EXCERPTED TEXT:
======
Doctor Strikes Are Hurting the NHS and Splitting the Medical Community
Health

Doctor Strikes Are Hurting the NHS and Splitting the Medical Community

Senior physicians are speaking out against ongoing resident doctor strikes, warning that industrial action is damaging patient care and creating deep divisions within the medical profession.

By Sophia Bennett4 min read

Doctor Strikes Are Hurting the NHS and Splitting the Medical Community

Two experienced physicians have stepped forward to voice their concerns about the ongoing wave of resident doctor strikes, responding to commentary from journalist Polly Toynbee, who argued that both the government and doctors have mishandled the dispute with no resolution in sight.

Doctors Are Feeling the Strain Too

Contrary to the suggestion that striking doctors are sheltered from the consequences of industrial action, many physicians say they are deeply affected. Consultant physician Dr. Helen Holt, who also chairs the medical staff committee at University Hospitals Dorset, describes widespread anxiety among colleagues about patients facing cancelled appointments and postponed procedures.
======
GIVEN DATA:
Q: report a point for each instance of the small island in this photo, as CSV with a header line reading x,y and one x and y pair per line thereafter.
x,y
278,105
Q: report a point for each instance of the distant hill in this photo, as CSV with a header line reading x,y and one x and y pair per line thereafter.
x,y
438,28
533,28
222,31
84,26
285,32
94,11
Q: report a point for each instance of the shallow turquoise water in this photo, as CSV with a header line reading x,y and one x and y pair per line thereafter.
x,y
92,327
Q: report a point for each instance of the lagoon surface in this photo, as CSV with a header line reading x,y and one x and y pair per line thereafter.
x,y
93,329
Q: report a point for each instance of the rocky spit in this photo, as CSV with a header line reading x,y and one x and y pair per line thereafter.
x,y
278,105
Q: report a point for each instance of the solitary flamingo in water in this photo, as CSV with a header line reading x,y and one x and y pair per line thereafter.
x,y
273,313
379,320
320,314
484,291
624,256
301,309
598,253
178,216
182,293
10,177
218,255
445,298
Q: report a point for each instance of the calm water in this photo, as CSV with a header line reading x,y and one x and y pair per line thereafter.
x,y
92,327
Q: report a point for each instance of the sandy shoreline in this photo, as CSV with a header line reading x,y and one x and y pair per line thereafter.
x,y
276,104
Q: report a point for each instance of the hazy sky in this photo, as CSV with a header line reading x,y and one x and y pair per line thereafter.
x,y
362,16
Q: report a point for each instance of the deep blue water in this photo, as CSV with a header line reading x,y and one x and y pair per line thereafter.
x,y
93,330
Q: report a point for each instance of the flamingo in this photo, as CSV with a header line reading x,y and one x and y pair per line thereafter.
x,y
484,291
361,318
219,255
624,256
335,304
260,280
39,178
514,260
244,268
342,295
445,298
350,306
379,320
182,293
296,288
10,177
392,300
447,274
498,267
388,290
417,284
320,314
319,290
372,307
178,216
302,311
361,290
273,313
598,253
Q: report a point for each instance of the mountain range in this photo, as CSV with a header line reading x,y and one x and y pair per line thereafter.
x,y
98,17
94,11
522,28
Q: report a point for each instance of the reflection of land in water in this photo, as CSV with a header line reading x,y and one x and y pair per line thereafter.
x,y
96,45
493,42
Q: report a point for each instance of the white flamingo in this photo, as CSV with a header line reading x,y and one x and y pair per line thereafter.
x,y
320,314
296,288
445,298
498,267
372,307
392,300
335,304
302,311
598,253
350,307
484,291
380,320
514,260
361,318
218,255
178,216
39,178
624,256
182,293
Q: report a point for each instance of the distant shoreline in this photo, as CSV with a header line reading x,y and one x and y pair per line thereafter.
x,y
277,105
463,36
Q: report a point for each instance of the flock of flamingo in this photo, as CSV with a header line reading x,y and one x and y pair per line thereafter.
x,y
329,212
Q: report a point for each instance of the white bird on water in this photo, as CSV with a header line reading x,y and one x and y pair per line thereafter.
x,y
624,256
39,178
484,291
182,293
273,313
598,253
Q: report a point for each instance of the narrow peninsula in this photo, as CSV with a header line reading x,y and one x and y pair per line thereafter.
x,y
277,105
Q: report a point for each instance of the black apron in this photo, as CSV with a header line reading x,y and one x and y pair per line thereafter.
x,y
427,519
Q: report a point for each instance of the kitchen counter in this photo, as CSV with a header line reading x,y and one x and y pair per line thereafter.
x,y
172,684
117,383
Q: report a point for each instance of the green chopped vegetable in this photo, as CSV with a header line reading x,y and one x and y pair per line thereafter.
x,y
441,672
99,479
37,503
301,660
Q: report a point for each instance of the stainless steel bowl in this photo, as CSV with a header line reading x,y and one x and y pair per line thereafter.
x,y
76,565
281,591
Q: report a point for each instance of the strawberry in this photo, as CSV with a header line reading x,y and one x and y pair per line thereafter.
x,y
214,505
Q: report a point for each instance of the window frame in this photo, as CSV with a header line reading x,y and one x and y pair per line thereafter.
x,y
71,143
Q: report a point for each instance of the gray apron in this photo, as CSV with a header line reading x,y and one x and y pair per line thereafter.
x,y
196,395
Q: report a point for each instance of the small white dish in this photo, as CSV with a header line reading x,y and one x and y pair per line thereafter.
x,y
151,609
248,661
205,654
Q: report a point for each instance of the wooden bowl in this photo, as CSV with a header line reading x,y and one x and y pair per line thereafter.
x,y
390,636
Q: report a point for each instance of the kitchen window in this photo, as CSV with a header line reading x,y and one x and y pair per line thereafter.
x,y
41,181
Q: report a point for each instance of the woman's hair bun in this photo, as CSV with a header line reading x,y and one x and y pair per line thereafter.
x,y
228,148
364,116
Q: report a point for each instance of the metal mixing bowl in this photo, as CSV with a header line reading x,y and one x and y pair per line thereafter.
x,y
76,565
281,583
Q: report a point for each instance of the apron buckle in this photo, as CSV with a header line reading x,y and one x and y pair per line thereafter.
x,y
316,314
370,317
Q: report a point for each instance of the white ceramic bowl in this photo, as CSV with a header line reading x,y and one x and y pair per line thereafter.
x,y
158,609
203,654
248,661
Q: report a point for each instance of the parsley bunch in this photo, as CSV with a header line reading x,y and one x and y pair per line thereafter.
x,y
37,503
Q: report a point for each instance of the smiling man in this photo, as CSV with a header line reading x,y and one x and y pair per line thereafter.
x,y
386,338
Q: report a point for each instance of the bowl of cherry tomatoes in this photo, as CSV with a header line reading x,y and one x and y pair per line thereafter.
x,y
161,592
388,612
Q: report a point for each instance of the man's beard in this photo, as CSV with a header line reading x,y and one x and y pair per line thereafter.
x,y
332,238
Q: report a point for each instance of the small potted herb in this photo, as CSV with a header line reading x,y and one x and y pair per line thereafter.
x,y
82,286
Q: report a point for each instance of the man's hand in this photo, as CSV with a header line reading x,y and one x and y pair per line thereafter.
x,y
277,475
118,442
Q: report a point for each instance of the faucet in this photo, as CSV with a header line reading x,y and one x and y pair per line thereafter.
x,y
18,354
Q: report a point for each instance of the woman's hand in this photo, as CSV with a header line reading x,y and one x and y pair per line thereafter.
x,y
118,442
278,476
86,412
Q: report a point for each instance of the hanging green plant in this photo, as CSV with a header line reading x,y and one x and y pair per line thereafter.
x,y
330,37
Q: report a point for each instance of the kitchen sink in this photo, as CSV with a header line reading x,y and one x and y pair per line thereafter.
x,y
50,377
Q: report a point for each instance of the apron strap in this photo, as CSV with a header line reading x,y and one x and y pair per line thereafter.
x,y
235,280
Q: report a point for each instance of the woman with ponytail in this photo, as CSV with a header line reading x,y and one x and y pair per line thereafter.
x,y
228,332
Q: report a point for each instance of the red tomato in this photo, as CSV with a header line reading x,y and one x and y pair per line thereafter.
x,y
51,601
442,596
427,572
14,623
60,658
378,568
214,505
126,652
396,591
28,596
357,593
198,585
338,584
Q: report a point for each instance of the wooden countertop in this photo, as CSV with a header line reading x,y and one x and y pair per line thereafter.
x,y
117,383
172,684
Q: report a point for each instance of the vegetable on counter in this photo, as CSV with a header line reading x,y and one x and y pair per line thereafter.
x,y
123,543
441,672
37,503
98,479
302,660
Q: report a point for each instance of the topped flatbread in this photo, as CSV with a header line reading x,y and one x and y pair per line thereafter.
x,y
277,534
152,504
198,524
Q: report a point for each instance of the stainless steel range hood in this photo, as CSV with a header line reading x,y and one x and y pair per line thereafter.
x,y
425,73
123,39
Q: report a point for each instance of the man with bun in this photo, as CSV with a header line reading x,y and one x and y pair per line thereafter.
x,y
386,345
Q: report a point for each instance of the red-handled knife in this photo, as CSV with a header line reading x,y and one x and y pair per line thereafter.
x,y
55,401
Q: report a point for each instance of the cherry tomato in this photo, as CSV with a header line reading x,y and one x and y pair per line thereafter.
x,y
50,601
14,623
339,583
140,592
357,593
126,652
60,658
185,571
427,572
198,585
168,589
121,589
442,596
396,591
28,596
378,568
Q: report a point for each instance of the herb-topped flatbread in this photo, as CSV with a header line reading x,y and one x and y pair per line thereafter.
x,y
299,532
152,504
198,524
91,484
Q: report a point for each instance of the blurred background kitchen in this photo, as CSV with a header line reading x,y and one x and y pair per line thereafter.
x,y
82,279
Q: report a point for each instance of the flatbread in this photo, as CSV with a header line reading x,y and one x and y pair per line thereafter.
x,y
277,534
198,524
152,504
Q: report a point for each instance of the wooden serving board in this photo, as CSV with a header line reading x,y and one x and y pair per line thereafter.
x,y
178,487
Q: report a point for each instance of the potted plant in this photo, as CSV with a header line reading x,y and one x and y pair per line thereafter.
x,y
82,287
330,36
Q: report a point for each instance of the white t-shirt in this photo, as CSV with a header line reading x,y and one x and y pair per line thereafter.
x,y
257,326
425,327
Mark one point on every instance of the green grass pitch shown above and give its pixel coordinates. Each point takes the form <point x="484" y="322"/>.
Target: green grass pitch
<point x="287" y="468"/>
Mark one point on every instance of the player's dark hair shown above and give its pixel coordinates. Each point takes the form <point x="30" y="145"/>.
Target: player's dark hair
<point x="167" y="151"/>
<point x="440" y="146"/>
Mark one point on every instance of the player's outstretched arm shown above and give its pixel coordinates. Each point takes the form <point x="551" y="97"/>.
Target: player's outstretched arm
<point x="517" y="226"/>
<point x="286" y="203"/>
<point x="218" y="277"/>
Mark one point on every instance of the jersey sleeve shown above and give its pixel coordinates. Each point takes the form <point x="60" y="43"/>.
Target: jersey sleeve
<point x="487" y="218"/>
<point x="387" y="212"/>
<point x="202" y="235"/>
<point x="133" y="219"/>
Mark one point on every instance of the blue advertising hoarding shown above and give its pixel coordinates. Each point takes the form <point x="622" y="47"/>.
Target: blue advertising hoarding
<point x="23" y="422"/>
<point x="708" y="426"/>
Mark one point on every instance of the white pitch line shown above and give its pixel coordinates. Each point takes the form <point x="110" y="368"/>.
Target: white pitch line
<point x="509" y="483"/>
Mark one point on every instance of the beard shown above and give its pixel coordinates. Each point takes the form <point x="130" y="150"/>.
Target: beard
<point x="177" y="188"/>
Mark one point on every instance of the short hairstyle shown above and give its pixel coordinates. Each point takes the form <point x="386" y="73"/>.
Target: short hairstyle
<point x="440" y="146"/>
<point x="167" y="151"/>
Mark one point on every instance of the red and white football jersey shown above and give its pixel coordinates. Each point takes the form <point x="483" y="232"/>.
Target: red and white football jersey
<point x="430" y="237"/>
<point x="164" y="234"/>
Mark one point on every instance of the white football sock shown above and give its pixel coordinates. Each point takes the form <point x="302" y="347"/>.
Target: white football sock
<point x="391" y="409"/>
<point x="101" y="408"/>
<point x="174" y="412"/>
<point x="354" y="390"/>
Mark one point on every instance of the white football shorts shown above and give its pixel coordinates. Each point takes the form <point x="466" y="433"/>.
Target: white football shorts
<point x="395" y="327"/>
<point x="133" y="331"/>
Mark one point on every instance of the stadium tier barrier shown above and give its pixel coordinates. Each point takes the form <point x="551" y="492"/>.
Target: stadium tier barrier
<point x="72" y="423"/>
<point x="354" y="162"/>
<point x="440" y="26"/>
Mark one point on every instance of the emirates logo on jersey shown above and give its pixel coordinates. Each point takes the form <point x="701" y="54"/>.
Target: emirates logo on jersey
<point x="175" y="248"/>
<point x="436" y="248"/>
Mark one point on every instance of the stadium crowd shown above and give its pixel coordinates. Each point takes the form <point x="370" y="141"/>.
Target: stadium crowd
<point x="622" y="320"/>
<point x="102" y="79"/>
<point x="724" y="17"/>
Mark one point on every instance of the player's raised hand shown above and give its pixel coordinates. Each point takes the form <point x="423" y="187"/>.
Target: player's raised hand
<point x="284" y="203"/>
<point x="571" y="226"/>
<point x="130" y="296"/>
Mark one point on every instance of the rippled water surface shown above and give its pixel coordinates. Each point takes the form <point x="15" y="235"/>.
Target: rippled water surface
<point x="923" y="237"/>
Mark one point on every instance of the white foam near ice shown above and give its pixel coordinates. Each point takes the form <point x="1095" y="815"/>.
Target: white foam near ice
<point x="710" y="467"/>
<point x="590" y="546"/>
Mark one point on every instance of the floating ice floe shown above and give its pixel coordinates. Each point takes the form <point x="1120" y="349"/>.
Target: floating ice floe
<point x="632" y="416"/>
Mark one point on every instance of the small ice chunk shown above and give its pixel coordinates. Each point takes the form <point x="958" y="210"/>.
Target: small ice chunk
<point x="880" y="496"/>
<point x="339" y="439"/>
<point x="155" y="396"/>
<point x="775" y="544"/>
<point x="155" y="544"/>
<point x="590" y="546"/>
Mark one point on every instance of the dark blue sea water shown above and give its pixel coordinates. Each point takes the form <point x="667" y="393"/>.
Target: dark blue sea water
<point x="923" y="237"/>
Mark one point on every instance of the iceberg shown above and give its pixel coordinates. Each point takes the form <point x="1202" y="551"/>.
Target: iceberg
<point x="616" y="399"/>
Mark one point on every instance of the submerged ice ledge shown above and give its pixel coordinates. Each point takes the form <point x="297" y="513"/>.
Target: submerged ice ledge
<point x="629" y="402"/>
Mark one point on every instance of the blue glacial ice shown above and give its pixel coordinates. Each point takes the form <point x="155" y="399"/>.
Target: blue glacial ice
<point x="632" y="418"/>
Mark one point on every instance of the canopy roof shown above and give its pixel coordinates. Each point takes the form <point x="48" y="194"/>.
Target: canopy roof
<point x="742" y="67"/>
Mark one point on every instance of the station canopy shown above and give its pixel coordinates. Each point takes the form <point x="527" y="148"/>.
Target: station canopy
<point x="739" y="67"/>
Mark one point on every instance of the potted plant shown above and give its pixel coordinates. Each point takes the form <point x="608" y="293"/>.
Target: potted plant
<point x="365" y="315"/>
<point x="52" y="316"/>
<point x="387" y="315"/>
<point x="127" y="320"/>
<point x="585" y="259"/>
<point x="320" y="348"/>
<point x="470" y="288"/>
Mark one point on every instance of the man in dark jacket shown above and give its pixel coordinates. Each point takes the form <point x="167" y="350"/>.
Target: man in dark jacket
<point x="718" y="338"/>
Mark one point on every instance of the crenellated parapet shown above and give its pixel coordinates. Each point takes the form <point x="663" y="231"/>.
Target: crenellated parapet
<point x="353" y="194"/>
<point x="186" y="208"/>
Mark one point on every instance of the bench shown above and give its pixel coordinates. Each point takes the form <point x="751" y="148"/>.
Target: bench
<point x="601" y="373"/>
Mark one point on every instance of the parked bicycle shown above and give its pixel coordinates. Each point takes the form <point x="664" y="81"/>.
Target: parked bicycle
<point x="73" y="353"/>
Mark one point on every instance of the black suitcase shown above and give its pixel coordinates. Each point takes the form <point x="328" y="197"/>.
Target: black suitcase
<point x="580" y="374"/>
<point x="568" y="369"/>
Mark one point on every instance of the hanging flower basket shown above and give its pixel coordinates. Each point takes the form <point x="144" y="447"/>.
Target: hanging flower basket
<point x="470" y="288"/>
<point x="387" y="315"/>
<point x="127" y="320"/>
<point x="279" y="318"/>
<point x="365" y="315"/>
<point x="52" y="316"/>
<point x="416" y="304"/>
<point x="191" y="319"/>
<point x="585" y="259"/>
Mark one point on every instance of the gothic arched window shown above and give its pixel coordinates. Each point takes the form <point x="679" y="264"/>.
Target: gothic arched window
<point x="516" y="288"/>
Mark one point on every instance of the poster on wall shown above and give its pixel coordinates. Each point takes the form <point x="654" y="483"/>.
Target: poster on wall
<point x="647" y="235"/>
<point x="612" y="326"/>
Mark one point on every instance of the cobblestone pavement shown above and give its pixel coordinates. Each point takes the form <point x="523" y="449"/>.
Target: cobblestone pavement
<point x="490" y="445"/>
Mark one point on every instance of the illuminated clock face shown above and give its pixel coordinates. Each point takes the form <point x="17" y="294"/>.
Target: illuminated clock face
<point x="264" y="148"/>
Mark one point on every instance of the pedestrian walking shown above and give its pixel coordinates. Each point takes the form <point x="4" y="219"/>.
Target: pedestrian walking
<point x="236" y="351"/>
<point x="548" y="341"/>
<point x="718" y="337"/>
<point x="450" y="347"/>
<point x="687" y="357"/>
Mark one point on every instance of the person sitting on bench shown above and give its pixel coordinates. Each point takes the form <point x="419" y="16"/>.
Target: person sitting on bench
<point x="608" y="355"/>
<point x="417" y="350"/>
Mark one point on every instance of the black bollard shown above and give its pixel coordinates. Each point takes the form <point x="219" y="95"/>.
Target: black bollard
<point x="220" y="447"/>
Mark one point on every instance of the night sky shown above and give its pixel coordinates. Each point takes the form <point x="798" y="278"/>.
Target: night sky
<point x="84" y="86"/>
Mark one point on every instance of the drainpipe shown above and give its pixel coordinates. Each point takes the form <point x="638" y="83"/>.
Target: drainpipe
======
EXERCISES:
**1.** Reproduce the passage of the doctor strikes article from "Two experienced physicians" up to and including "resolution in sight.".
**2.** Carry on the article about the resident doctor strikes from the point where it ends.

ANSWERS TO THIS EXERCISE:
**1.**
Two experienced physicians have stepped forward to voice their concerns about the ongoing wave of resident doctor strikes, responding to commentary from journalist Polly Toynbee, who argued that both the government and doctors have mishandled the dispute with no resolution in sight.

**2.**
Staff covering unfamiliar roles are running on empty, and those earning overtime for shifts they never wanted are increasingly troubled by the financial burden being placed on an already stretched NHS.

Dr. Holt acknowledges that many doctors, herself included, reluctantly backed the early stages of the strikes when the government appeared unwilling to engage with junior colleagues whose salaries had fallen significantly behind those of their peers in comparable professions. However, as the strikes have dragged on, the cracks within the medical community have grown impossible to ignore.

"Communication and diplomacy are skills we pride ourselves on," Dr. Holt noted, "and politicians have never needed them more than now. Diplomacy is the way to resolve this crisis for our NHS."

Questions Over the BMA's Strike Justification

Dr. Peter Davis, writing from Bristol as a BMA member, takes a harder stance, stating that he cannot support the latest round of industrial action. His central criticism targets the BMA's use of 2008 as the baseline year for pay comparisons — a year when physician salaries reached their historic peak.

However, Dr. Davis argues that working conditions in 2008 were vastly different, with doctors routinely working long, demanding hours. Today, he points out, many resident doctors work fewer than 40 hours per week, partly because current compensation packages — including bonuses that actually incentivize part-time working — allow them to do so comfortably.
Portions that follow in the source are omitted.